Instructions to follow => According to the text on listing Rdatasets, what does the function print when no package is specified?

Text segment =>

If no package is specified, it prints all the rdatasets, and if all is passed as the function argument then all the package names are displayed.
Note
The function argument package_name takes a list as an input when you want to display rdatasets based on the packages.
If you want to display all packages names, set package_name argument to all (refer to the example below).
>>> import retriever as rt
>>>
>>> # Display all Rdatasets
>>> rt.display_all_rdataset_names()
List of all available Rdatasets
Package: aer Dataset: affairs Script Name: rdataset-aer-affairs
Package: aer Dataset: argentinacpi Script Name: rdataset-aer-argentinacpi
Package: aer Dataset: bankwages Script Name: rdataset-aer-bankwages
...
Package: vcd Dataset: vonbort Script Name: rdataset-vcd-vonbort
Package: vcd Dataset: weldondice Script Name: rdataset-vcd-weldondice
Package: vcd Dataset: womenqueue Script Name: rdataset-vcd-womenqueue
>>>
>>> # Display all the Rdatasets present in packages 'aer' and 'drc'
>>> rt.display_all_rdataset_names(['aer', 'drc'])

Raw records =>
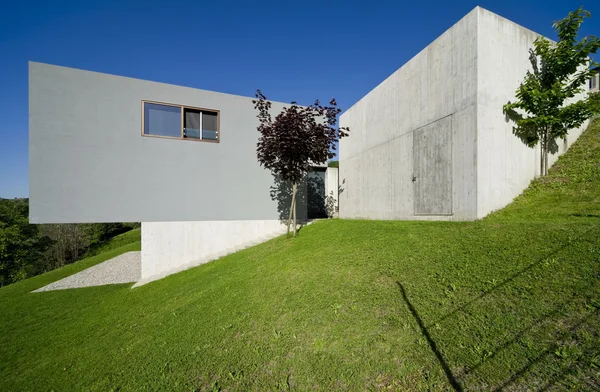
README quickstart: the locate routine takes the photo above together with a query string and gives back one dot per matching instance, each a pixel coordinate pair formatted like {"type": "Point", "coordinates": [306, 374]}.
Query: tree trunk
{"type": "Point", "coordinates": [542, 157]}
{"type": "Point", "coordinates": [294, 191]}
{"type": "Point", "coordinates": [546, 156]}
{"type": "Point", "coordinates": [544, 153]}
{"type": "Point", "coordinates": [291, 210]}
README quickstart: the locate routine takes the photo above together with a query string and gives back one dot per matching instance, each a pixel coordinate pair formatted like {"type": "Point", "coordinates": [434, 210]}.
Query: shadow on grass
{"type": "Point", "coordinates": [547, 368]}
{"type": "Point", "coordinates": [455, 384]}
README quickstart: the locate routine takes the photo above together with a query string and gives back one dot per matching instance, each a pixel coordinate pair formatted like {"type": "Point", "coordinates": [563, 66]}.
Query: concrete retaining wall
{"type": "Point", "coordinates": [170, 247]}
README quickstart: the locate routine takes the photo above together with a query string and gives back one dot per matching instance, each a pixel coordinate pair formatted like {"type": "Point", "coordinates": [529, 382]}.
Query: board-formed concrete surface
{"type": "Point", "coordinates": [125, 268]}
{"type": "Point", "coordinates": [431, 140]}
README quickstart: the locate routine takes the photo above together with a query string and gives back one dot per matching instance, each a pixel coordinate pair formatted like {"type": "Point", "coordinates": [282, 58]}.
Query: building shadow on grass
{"type": "Point", "coordinates": [565, 358]}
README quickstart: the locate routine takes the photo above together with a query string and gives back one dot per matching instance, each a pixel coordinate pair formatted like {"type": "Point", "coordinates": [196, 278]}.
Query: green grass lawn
{"type": "Point", "coordinates": [510, 302]}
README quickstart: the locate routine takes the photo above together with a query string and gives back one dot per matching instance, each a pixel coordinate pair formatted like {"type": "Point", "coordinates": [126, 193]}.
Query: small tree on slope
{"type": "Point", "coordinates": [559, 72]}
{"type": "Point", "coordinates": [295, 139]}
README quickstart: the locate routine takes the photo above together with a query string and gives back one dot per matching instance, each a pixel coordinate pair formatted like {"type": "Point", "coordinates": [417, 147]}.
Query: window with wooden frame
{"type": "Point", "coordinates": [180, 122]}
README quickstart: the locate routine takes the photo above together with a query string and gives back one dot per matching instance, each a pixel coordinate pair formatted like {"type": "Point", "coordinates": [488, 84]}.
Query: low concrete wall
{"type": "Point", "coordinates": [170, 247]}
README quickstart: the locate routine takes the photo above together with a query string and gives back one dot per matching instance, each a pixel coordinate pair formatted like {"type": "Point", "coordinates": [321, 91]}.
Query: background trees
{"type": "Point", "coordinates": [559, 72]}
{"type": "Point", "coordinates": [27, 250]}
{"type": "Point", "coordinates": [298, 137]}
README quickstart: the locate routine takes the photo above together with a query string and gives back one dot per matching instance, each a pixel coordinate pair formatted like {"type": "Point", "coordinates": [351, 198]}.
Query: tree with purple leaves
{"type": "Point", "coordinates": [298, 137]}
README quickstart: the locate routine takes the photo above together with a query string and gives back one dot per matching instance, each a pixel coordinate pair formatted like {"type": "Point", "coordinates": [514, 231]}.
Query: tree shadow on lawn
{"type": "Point", "coordinates": [557, 349]}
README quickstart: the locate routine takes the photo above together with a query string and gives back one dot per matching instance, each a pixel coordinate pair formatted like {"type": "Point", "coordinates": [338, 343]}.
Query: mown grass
{"type": "Point", "coordinates": [510, 302]}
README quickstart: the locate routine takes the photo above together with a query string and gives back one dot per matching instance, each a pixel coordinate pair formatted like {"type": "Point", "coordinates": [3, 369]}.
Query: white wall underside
{"type": "Point", "coordinates": [170, 247]}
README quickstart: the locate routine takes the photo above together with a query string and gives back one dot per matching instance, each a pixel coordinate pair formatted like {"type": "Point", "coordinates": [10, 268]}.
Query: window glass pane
{"type": "Point", "coordinates": [162, 120]}
{"type": "Point", "coordinates": [209, 125]}
{"type": "Point", "coordinates": [192, 124]}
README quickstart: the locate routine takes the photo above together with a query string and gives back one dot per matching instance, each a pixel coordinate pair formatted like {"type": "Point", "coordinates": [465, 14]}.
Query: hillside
{"type": "Point", "coordinates": [510, 302]}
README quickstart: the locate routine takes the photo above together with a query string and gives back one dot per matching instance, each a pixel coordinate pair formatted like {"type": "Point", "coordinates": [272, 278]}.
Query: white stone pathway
{"type": "Point", "coordinates": [125, 268]}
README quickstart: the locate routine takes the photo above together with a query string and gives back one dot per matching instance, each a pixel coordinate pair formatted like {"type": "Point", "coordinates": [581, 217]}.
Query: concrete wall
{"type": "Point", "coordinates": [88, 161]}
{"type": "Point", "coordinates": [377, 161]}
{"type": "Point", "coordinates": [431, 142]}
{"type": "Point", "coordinates": [505, 165]}
{"type": "Point", "coordinates": [169, 247]}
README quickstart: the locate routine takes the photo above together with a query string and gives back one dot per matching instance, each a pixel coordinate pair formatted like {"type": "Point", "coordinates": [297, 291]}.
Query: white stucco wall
{"type": "Point", "coordinates": [169, 247]}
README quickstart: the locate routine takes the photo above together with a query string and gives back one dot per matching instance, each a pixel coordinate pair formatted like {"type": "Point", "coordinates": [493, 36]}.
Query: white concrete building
{"type": "Point", "coordinates": [106, 148]}
{"type": "Point", "coordinates": [431, 141]}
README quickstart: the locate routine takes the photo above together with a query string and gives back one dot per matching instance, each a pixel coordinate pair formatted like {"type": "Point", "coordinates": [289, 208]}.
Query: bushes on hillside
{"type": "Point", "coordinates": [27, 250]}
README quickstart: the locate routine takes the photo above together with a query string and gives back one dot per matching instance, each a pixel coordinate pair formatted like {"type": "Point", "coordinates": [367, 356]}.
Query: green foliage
{"type": "Point", "coordinates": [559, 72]}
{"type": "Point", "coordinates": [27, 250]}
{"type": "Point", "coordinates": [510, 302]}
{"type": "Point", "coordinates": [22, 250]}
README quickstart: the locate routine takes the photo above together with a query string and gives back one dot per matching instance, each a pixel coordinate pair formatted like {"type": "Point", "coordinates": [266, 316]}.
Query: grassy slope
{"type": "Point", "coordinates": [511, 301]}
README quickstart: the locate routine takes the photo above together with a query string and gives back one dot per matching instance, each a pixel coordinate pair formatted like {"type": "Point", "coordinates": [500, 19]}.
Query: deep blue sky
{"type": "Point", "coordinates": [291, 50]}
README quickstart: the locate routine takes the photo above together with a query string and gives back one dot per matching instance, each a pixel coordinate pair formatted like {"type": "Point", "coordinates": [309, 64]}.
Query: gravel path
{"type": "Point", "coordinates": [125, 268]}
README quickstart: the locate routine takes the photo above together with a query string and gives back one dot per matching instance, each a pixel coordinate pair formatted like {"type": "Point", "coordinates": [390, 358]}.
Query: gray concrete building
{"type": "Point", "coordinates": [431, 141]}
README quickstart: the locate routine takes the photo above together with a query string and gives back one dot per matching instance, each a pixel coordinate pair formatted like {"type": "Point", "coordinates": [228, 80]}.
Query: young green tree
{"type": "Point", "coordinates": [559, 72]}
{"type": "Point", "coordinates": [297, 137]}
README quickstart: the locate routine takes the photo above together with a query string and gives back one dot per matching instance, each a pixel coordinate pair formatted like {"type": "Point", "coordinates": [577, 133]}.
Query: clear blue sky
{"type": "Point", "coordinates": [291, 50]}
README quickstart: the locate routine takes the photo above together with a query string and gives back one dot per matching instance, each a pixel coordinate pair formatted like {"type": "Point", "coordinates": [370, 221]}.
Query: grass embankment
{"type": "Point", "coordinates": [509, 302]}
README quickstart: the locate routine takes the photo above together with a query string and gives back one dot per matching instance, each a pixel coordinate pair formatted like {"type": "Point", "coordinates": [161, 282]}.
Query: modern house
{"type": "Point", "coordinates": [182, 161]}
{"type": "Point", "coordinates": [431, 141]}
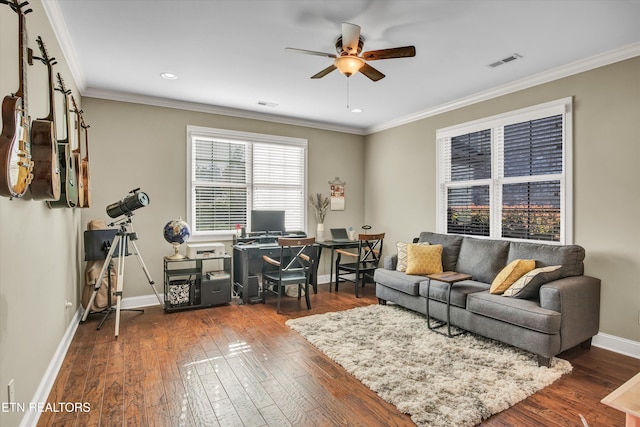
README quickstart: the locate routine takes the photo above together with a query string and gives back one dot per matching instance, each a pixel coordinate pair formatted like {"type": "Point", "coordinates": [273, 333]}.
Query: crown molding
{"type": "Point", "coordinates": [607, 58]}
{"type": "Point", "coordinates": [213, 109]}
{"type": "Point", "coordinates": [56, 19]}
{"type": "Point", "coordinates": [54, 14]}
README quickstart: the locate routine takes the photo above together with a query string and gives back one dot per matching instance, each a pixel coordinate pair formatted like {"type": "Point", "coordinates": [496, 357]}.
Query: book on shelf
{"type": "Point", "coordinates": [217, 275]}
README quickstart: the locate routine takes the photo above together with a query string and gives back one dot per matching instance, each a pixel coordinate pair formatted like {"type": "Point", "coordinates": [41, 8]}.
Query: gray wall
{"type": "Point", "coordinates": [400, 171]}
{"type": "Point", "coordinates": [39, 247]}
{"type": "Point", "coordinates": [134, 145]}
{"type": "Point", "coordinates": [142, 146]}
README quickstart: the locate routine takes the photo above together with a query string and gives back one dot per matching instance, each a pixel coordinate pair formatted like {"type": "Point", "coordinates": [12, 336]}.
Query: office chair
{"type": "Point", "coordinates": [294, 267]}
{"type": "Point", "coordinates": [361, 264]}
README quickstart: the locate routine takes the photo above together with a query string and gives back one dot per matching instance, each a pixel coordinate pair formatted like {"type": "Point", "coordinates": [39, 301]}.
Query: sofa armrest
{"type": "Point", "coordinates": [577, 298]}
{"type": "Point", "coordinates": [390, 262]}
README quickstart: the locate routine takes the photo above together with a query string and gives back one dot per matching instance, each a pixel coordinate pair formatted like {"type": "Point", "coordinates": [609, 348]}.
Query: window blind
{"type": "Point", "coordinates": [232, 173]}
{"type": "Point", "coordinates": [278, 181]}
{"type": "Point", "coordinates": [508, 176]}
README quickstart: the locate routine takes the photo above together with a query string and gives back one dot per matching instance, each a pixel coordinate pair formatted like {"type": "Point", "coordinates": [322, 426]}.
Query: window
{"type": "Point", "coordinates": [230, 173]}
{"type": "Point", "coordinates": [508, 176]}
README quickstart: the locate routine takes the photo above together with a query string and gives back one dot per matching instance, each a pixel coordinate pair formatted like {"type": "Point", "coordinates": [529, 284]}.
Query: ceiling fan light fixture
{"type": "Point", "coordinates": [348, 65]}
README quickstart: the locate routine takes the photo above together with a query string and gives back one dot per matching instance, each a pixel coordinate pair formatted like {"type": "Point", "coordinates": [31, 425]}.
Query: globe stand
{"type": "Point", "coordinates": [176, 252]}
{"type": "Point", "coordinates": [124, 236]}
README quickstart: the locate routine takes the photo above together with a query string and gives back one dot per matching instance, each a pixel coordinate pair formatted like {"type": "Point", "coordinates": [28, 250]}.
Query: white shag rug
{"type": "Point", "coordinates": [439, 381]}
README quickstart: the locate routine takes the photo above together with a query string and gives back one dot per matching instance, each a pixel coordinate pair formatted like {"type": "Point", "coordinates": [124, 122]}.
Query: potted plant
{"type": "Point", "coordinates": [320, 206]}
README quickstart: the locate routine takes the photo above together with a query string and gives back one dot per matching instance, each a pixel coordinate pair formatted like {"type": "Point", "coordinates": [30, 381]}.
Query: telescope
{"type": "Point", "coordinates": [135, 200]}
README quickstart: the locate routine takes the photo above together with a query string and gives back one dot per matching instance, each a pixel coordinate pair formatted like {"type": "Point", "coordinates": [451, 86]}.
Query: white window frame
{"type": "Point", "coordinates": [496, 124]}
{"type": "Point", "coordinates": [235, 136]}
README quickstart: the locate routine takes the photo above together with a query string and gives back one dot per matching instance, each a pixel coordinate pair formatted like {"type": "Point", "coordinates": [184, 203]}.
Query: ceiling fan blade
{"type": "Point", "coordinates": [350, 37]}
{"type": "Point", "coordinates": [371, 72]}
{"type": "Point", "coordinates": [396, 52]}
{"type": "Point", "coordinates": [310, 52]}
{"type": "Point", "coordinates": [324, 72]}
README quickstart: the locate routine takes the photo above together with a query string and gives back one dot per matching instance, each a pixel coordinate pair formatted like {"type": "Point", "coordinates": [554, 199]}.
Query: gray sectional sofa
{"type": "Point", "coordinates": [564, 313]}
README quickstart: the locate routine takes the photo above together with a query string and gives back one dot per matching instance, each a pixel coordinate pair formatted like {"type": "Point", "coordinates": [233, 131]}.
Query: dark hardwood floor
{"type": "Point", "coordinates": [240, 365]}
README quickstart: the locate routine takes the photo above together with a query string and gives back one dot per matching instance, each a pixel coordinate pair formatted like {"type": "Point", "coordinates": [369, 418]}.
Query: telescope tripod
{"type": "Point", "coordinates": [123, 238]}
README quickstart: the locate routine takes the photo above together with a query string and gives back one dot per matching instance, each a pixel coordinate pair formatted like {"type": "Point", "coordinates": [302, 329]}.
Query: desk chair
{"type": "Point", "coordinates": [360, 264]}
{"type": "Point", "coordinates": [293, 267]}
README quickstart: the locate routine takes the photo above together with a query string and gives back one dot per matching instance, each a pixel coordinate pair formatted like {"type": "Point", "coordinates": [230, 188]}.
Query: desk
{"type": "Point", "coordinates": [247, 262]}
{"type": "Point", "coordinates": [330, 244]}
{"type": "Point", "coordinates": [626, 398]}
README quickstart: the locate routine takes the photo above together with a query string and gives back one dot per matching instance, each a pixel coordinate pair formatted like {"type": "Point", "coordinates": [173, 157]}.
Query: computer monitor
{"type": "Point", "coordinates": [267, 221]}
{"type": "Point", "coordinates": [98, 242]}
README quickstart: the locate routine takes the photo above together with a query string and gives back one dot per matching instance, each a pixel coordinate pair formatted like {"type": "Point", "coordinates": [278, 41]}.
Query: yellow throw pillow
{"type": "Point", "coordinates": [402, 255]}
{"type": "Point", "coordinates": [512, 272]}
{"type": "Point", "coordinates": [424, 259]}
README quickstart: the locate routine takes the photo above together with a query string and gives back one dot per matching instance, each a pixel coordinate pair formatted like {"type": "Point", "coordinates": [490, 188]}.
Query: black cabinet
{"type": "Point", "coordinates": [196, 283]}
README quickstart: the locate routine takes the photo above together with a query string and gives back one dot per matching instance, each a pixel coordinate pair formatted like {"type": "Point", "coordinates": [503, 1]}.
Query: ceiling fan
{"type": "Point", "coordinates": [349, 61]}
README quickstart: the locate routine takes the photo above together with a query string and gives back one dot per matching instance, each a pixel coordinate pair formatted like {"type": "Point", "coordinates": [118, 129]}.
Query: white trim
{"type": "Point", "coordinates": [617, 345]}
{"type": "Point", "coordinates": [213, 109]}
{"type": "Point", "coordinates": [141, 301]}
{"type": "Point", "coordinates": [250, 139]}
{"type": "Point", "coordinates": [496, 123]}
{"type": "Point", "coordinates": [59, 26]}
{"type": "Point", "coordinates": [605, 341]}
{"type": "Point", "coordinates": [52, 9]}
{"type": "Point", "coordinates": [607, 58]}
{"type": "Point", "coordinates": [48, 379]}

Answer to this problem => It prints all the rdatasets.